> _PROBLEM DESCRIPTION_: Copy every line of the following data that includes the string "road".

======== GIVEN ENTRIES ========

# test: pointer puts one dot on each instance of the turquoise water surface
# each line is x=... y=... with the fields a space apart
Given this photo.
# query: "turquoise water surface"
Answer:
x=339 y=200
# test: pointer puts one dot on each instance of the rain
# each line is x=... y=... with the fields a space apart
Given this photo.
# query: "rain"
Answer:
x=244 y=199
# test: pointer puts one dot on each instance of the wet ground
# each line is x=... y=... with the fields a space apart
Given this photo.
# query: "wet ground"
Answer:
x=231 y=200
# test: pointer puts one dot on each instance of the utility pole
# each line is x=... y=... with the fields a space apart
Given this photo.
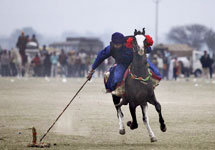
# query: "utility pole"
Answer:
x=156 y=21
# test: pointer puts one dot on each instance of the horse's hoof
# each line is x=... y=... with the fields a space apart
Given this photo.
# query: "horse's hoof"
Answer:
x=163 y=128
x=132 y=125
x=153 y=139
x=122 y=131
x=129 y=123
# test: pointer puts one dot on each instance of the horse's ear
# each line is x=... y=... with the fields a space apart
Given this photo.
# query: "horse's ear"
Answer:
x=143 y=32
x=135 y=32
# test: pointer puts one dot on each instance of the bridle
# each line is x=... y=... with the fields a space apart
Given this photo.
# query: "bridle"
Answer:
x=135 y=47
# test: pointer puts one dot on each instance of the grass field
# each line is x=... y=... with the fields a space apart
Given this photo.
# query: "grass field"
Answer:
x=91 y=123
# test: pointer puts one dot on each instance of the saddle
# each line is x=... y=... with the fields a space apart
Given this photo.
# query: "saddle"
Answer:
x=120 y=88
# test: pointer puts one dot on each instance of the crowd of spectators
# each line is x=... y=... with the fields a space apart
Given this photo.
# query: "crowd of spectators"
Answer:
x=16 y=62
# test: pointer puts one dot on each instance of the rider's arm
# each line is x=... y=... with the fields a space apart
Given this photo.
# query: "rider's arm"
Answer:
x=102 y=55
x=148 y=49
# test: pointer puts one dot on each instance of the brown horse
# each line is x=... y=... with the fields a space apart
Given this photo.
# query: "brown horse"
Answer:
x=139 y=88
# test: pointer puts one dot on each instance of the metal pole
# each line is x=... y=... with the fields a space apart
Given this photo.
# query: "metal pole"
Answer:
x=63 y=111
x=156 y=21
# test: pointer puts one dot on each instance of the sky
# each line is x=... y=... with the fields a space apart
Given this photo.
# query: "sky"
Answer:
x=53 y=17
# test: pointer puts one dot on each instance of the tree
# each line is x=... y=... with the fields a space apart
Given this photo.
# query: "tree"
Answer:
x=192 y=35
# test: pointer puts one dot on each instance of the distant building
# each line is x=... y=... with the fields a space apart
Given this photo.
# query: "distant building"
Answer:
x=92 y=45
x=179 y=50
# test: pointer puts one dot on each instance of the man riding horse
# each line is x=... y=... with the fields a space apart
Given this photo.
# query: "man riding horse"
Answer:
x=121 y=51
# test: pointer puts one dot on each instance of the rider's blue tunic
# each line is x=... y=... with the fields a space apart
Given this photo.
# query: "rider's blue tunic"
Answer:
x=123 y=58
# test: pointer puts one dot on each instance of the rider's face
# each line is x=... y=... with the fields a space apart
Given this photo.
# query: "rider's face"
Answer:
x=117 y=46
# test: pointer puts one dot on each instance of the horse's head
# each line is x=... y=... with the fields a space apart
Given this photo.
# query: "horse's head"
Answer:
x=139 y=43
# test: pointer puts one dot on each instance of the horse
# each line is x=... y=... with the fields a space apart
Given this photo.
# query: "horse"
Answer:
x=139 y=89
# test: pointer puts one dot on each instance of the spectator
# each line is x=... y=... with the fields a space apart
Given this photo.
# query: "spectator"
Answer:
x=5 y=62
x=175 y=68
x=71 y=64
x=63 y=63
x=54 y=62
x=33 y=39
x=83 y=58
x=44 y=51
x=206 y=62
x=36 y=65
x=21 y=43
x=47 y=65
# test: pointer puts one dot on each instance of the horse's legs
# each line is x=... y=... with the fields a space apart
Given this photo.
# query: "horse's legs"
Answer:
x=116 y=100
x=158 y=109
x=133 y=124
x=146 y=122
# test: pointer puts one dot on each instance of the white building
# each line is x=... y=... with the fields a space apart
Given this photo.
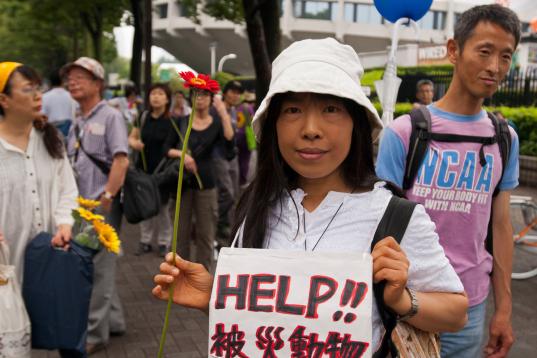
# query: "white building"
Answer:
x=354 y=22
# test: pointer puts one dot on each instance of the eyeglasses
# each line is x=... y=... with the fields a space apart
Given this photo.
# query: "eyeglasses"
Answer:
x=31 y=90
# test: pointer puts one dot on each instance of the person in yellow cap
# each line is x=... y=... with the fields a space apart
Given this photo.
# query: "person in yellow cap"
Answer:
x=37 y=186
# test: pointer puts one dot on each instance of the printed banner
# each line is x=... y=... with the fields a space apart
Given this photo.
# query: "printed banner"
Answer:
x=276 y=303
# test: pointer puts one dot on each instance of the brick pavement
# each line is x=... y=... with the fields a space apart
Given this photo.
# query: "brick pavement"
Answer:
x=187 y=335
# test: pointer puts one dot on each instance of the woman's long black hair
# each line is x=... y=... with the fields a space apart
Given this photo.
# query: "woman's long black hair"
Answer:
x=273 y=177
x=51 y=136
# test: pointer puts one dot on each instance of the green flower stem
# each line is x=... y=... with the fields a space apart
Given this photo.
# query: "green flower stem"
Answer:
x=198 y=179
x=144 y=163
x=176 y=224
x=142 y=154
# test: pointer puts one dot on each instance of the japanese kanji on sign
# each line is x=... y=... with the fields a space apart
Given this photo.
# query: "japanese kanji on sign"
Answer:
x=273 y=303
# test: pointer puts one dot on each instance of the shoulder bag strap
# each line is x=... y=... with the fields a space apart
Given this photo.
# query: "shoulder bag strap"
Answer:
x=394 y=223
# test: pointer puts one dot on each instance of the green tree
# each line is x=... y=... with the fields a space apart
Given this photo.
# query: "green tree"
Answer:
x=48 y=33
x=262 y=18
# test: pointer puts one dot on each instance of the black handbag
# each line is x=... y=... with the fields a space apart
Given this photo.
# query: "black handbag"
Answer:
x=140 y=192
x=141 y=196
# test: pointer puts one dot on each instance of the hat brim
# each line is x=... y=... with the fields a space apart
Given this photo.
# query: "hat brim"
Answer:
x=322 y=78
x=64 y=71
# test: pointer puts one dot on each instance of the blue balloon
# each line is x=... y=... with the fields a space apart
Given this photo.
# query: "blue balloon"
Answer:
x=393 y=10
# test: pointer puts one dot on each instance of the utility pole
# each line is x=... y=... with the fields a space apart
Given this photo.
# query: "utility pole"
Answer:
x=148 y=42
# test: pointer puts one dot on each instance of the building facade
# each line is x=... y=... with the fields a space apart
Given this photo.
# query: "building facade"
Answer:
x=354 y=22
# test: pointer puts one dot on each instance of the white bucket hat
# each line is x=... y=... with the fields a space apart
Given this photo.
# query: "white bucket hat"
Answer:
x=318 y=66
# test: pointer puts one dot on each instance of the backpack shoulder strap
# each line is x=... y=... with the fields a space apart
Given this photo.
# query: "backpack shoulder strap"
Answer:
x=394 y=223
x=419 y=142
x=503 y=136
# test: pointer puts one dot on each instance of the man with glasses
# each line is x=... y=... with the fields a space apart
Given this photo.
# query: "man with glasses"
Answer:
x=99 y=135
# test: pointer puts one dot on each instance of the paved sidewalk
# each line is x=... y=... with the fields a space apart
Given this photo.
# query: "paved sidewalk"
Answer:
x=187 y=335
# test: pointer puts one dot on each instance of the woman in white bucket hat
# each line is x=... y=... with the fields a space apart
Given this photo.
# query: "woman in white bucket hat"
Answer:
x=315 y=189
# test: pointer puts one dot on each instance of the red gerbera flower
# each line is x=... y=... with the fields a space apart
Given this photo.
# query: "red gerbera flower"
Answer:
x=202 y=82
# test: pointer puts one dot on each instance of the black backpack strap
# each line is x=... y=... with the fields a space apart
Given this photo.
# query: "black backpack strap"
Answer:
x=503 y=138
x=503 y=135
x=104 y=167
x=394 y=223
x=420 y=119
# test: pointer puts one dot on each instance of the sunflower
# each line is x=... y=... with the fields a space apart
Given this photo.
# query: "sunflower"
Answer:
x=87 y=203
x=107 y=236
x=201 y=81
x=88 y=215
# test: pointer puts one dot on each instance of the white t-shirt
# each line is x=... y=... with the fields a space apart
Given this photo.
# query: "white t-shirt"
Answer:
x=291 y=227
x=37 y=193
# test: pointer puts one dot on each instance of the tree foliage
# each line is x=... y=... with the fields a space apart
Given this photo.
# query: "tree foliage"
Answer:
x=46 y=34
x=262 y=19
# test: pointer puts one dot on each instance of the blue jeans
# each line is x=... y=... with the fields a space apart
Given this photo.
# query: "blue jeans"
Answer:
x=467 y=342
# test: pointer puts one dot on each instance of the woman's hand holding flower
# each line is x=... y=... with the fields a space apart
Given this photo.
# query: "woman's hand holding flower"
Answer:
x=391 y=264
x=62 y=237
x=193 y=284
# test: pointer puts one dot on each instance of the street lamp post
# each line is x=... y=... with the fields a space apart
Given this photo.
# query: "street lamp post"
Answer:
x=230 y=56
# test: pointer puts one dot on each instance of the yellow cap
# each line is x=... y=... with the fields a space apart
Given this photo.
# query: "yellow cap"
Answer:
x=6 y=68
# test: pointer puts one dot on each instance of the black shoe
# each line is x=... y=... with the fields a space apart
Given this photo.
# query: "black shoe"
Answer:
x=143 y=249
x=162 y=250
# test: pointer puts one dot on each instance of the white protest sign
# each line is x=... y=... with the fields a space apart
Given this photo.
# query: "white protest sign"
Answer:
x=276 y=303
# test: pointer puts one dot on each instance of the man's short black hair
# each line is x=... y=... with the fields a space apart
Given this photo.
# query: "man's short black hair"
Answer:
x=494 y=13
x=233 y=85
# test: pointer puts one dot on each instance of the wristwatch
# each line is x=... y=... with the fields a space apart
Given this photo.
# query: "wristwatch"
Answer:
x=413 y=306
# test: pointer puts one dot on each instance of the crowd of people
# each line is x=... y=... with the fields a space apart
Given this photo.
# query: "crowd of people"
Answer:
x=70 y=142
x=311 y=184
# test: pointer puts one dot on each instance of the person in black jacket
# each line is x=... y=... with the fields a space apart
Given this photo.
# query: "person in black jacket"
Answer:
x=201 y=203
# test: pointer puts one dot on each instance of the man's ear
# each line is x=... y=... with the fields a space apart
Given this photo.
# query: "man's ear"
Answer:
x=453 y=51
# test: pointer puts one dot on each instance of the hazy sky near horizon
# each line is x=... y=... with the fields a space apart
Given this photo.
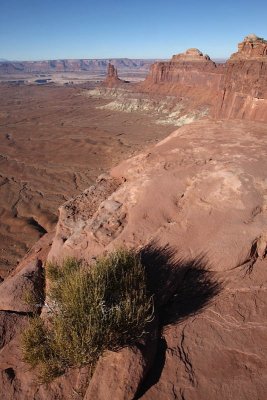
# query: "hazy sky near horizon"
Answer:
x=51 y=29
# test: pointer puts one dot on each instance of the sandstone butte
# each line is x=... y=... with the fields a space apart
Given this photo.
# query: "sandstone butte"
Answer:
x=201 y=195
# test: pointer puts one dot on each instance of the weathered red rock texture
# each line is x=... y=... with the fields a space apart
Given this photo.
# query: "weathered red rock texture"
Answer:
x=201 y=190
x=244 y=83
x=237 y=89
x=112 y=78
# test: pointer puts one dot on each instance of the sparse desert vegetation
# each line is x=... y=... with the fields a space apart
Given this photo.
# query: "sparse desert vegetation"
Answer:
x=94 y=308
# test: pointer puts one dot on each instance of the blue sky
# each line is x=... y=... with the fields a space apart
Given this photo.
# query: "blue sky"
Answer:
x=51 y=29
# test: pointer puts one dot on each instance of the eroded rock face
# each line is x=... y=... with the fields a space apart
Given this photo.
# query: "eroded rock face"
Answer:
x=112 y=78
x=200 y=191
x=191 y=55
x=252 y=47
x=235 y=90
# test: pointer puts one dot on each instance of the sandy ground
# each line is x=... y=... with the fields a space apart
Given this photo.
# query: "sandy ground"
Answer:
x=53 y=144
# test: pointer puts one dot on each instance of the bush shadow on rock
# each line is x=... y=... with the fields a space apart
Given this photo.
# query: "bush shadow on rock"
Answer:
x=182 y=288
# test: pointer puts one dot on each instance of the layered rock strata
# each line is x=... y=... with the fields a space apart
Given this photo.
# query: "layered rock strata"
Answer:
x=201 y=191
x=234 y=90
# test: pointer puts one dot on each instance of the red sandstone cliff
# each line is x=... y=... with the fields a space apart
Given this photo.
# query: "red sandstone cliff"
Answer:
x=236 y=89
x=243 y=88
x=112 y=78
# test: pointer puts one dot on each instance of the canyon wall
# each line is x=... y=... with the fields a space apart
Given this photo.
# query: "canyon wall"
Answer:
x=68 y=65
x=236 y=89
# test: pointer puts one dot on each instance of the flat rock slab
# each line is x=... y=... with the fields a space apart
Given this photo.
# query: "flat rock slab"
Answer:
x=15 y=288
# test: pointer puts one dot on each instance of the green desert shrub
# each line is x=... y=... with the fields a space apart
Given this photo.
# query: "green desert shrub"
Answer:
x=94 y=308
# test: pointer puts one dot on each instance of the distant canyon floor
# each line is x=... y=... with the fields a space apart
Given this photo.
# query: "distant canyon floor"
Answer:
x=54 y=143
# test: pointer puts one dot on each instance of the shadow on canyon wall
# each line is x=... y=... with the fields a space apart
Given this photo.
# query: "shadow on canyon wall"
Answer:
x=182 y=288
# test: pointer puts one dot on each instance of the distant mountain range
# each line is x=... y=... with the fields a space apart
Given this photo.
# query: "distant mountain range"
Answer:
x=68 y=65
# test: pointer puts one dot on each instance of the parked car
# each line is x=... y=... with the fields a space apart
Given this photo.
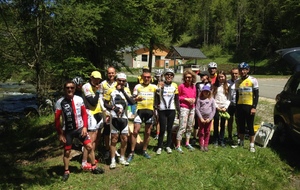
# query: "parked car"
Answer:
x=287 y=107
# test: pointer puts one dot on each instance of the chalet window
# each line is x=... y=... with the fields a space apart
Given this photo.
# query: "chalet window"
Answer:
x=144 y=58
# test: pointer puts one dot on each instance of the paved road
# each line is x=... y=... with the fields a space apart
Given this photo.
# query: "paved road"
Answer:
x=268 y=88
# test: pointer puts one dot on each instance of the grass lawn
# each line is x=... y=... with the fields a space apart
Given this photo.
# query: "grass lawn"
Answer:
x=31 y=158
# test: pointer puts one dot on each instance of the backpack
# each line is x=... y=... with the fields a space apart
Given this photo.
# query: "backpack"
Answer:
x=264 y=134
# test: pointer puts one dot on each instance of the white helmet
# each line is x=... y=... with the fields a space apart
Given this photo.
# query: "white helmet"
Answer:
x=212 y=65
x=78 y=80
x=169 y=71
x=159 y=72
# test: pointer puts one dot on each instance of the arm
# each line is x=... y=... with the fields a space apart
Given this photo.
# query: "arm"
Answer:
x=93 y=100
x=213 y=109
x=255 y=98
x=198 y=109
x=57 y=122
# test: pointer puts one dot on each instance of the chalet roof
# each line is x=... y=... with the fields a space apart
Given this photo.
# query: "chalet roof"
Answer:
x=185 y=53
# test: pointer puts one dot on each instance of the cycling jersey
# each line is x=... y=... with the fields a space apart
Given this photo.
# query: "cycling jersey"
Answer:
x=167 y=96
x=245 y=88
x=231 y=92
x=118 y=99
x=73 y=113
x=147 y=92
x=90 y=91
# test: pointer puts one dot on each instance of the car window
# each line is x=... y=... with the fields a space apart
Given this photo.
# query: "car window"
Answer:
x=294 y=85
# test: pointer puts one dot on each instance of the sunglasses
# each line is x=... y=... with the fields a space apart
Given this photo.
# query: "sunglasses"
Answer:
x=169 y=74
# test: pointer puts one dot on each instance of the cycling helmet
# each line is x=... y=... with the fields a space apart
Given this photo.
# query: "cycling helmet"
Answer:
x=169 y=71
x=78 y=80
x=212 y=65
x=159 y=72
x=244 y=65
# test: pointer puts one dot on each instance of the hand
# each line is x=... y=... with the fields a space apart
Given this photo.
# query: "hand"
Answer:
x=253 y=111
x=139 y=98
x=84 y=132
x=62 y=138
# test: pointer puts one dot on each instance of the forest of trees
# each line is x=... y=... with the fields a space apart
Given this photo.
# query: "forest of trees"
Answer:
x=55 y=39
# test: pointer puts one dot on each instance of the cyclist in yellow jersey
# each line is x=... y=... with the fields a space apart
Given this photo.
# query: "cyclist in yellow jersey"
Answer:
x=140 y=78
x=91 y=92
x=247 y=95
x=116 y=100
x=104 y=87
x=144 y=96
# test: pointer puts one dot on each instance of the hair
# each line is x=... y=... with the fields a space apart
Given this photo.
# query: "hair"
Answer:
x=189 y=71
x=68 y=82
x=110 y=67
x=209 y=95
x=235 y=68
x=146 y=71
x=217 y=84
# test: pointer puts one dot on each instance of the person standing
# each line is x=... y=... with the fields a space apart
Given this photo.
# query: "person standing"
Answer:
x=105 y=85
x=116 y=100
x=166 y=104
x=187 y=98
x=205 y=110
x=79 y=82
x=247 y=94
x=74 y=125
x=144 y=96
x=204 y=80
x=232 y=98
x=91 y=97
x=220 y=94
x=158 y=80
x=212 y=69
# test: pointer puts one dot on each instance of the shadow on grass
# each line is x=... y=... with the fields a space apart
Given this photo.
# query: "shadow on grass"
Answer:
x=23 y=149
x=289 y=153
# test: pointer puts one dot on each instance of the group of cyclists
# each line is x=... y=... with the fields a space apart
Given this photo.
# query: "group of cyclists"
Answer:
x=98 y=104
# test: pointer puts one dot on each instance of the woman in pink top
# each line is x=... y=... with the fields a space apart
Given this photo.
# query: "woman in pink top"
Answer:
x=187 y=97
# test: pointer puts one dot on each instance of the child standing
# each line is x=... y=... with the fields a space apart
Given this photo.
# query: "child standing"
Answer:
x=220 y=94
x=205 y=110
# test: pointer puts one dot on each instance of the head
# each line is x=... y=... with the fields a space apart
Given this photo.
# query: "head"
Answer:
x=221 y=79
x=78 y=82
x=158 y=75
x=95 y=78
x=244 y=69
x=189 y=76
x=145 y=68
x=204 y=76
x=169 y=75
x=234 y=74
x=146 y=75
x=69 y=89
x=111 y=73
x=205 y=92
x=212 y=68
x=121 y=79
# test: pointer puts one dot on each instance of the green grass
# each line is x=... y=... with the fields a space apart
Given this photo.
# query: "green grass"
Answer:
x=31 y=158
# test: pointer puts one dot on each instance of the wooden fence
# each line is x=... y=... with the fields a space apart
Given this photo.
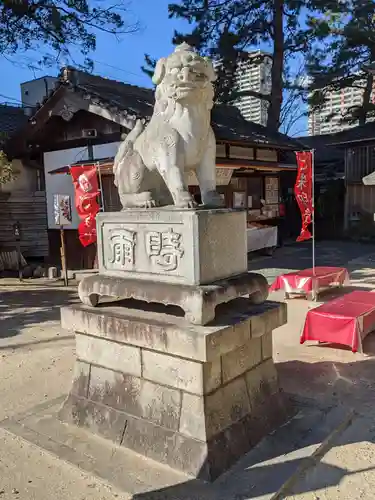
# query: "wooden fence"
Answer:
x=30 y=211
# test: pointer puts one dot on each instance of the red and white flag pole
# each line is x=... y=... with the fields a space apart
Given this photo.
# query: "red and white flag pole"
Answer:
x=313 y=206
x=304 y=191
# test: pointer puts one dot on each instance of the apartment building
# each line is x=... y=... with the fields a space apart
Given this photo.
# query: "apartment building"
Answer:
x=254 y=73
x=328 y=119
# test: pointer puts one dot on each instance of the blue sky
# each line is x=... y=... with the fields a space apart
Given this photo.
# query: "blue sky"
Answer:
x=120 y=60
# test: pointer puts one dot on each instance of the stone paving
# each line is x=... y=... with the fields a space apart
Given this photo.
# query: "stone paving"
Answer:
x=326 y=453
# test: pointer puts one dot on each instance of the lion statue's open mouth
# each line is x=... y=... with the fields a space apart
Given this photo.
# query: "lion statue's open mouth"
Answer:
x=178 y=138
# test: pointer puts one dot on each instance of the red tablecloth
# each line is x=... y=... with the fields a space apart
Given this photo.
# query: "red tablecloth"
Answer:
x=346 y=320
x=311 y=280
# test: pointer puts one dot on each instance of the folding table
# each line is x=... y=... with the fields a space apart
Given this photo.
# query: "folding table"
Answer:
x=346 y=320
x=311 y=282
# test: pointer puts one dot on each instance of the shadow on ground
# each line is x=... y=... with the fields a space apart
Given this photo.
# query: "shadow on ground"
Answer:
x=24 y=308
x=334 y=388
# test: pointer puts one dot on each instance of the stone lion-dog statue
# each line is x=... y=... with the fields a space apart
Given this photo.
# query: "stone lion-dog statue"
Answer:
x=177 y=140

========

> _ANSWER SECTION_:
# test: pointer puts one dot on each instance of the paved road
# query: "paved road"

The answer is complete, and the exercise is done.